__Instrução 1__
Pode copiar na íntegra, sem qualquer alteração, o texto sobre a pena de morte na Guiné Equatorial?

Apesar das promessas de Malabo, a pena de morte continua vigente na Constituição da Guiné Equatorial. Juristas do país dizem que a abolição requer legislação mais avançada. A CPLP prefere não comentar o assunto.
Desde 2014, após a entrada em vigor da moratória de adesão à Comunidade dos Países de Língua Portuguesa (CPLP), que não há execuções de pena de morte na Guiné Equatorial. Mas ainda vigoram na legislação equato-guineense artigos que contrariam as declarações oficiais. Um deles é o artigo 13.º da Constituição da Guiné Equatorial, que prevê que a pena de morte seja regulada por uma lei.
Ana Lúcia Sá, professora de Estudos Africanos no Instituto Universitário de Lisboa (ISCTE), diz que o Código Penal de 1967 ainda está em vigor e o que está previsto é a sua substituição por um novo projeto legislativo, que não contemple a pena de morte.
No entanto, a investigadora alerta que "ainda no domínio das leis continuará a prevalecer no país o Código de Justiça Militar, que também é um legado colonial e que também prevê a pena de morte. Neste caso, pode aplicar-se às Forças Armadas e há a possibilidade de ser estendido aos civis."
A própria Constituição prevê que a pena de morte seja regulada por lei, acrescenta a analista portuguesa. "Ou seja, a partir do momento em que o Código Penal é revisto, mas o Código de Justiça Militar não, há a possibilidade de aplicação de pena de morte. Portanto, nunca estaremos no domínio de uma abolição total da pena de morte a não ser que haja posteriormente uma revisão constitucional e uma revisão do Código de Justiça Militar."

__Instrução 2__
Pode repetir, sem alterações, as linhas dos registos que vão da que contém "of the leafy" até ao fim dos registos, incluindo ambas as extremidades?

__Registos apresentados__
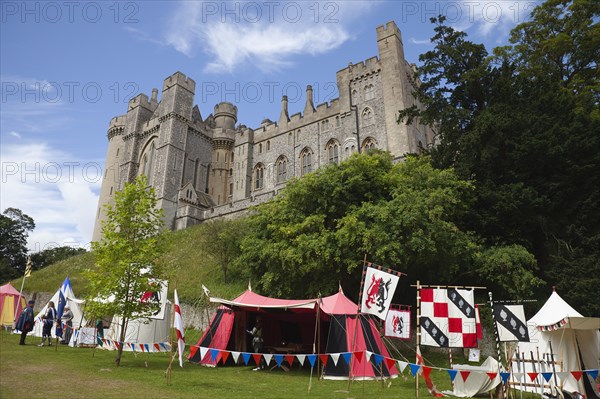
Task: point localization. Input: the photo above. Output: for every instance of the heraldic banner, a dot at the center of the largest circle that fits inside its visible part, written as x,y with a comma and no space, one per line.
378,292
511,323
448,318
397,324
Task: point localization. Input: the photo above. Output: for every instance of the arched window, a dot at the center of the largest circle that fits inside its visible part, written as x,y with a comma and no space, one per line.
369,92
333,151
259,172
306,161
367,116
147,162
368,144
281,166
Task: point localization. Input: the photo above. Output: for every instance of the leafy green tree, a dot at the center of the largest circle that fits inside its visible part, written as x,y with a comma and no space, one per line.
14,230
126,268
522,124
49,256
317,231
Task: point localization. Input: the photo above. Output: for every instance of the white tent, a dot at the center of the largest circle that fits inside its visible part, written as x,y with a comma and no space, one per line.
574,340
152,333
64,296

__Resposta completa 1__
Apesar das promessas de Malabo, a pena de morte continua vigente na Constituição da Guiné Equatorial. Juristas do país dizem que a abolição requer legislação mais avançada. A CPLP prefere não comentar o assunto.
Desde 2014, após a entrada em vigor da moratória de adesão à Comunidade dos Países de Língua Portuguesa (CPLP), que não há execuções de pena de morte na Guiné Equatorial. Mas ainda vigoram na legislação equato-guineense artigos que contrariam as declarações oficiais. Um deles é o artigo 13.º da Constituição da Guiné Equatorial, que prevê que a pena de morte seja regulada por uma lei.
Ana Lúcia Sá, professora de Estudos Africanos no Instituto Universitário de Lisboa (ISCTE), diz que o Código Penal de 1967 ainda está em vigor e o que está previsto é a sua substituição por um novo projeto legislativo, que não contemple a pena de morte.
No entanto, a investigadora alerta que "ainda no domínio das leis continuará a prevalecer no país o Código de Justiça Militar, que também é um legado colonial e que também prevê a pena de morte. Neste caso, pode aplicar-se às Forças Armadas e há a possibilidade de ser estendido aos civis."
A própria Constituição prevê que a pena de morte seja regulada por lei, acrescenta a analista portuguesa. "Ou seja, a partir do momento em que o Código Penal é revisto, mas o Código de Justiça Militar não, há a possibilidade de aplicação de pena de morte. Portanto, nunca estaremos no domínio de uma abolição total da pena de morte a não ser que haja posteriormente uma revisão constitucional e uma revisão do Código de Justiça Militar."

__Resposta completa 2__
Task: point localization. Input: the photo above. Output: for every instance of the leafy green tree, a dot at the center of the largest circle that fits inside its visible part, written as x,y with a comma and no space, one per line.
14,230
126,268
522,124
49,256
317,231
Task: point localization. Input: the photo above. Output: for every instance of the white tent, a dot at the center of the largest circle that fits inside its visible part, written as x,y with a comma and no space, one per line.
574,340
152,333
64,296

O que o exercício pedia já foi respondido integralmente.